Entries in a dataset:

──────

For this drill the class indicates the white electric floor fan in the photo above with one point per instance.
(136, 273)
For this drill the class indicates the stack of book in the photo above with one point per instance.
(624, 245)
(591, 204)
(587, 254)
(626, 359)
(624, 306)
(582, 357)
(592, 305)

──────

Output every line of the entries above as a numbered list, leaving out blank lines.

1. For this drill the class indicates the white electric floor fan in the photo above with one point per instance.
2. (136, 273)
3. For this drill the class indicates the stack of book in the photo above with one point per instance.
4. (624, 245)
5. (591, 204)
6. (587, 254)
7. (626, 359)
8. (624, 306)
9. (582, 357)
10. (592, 305)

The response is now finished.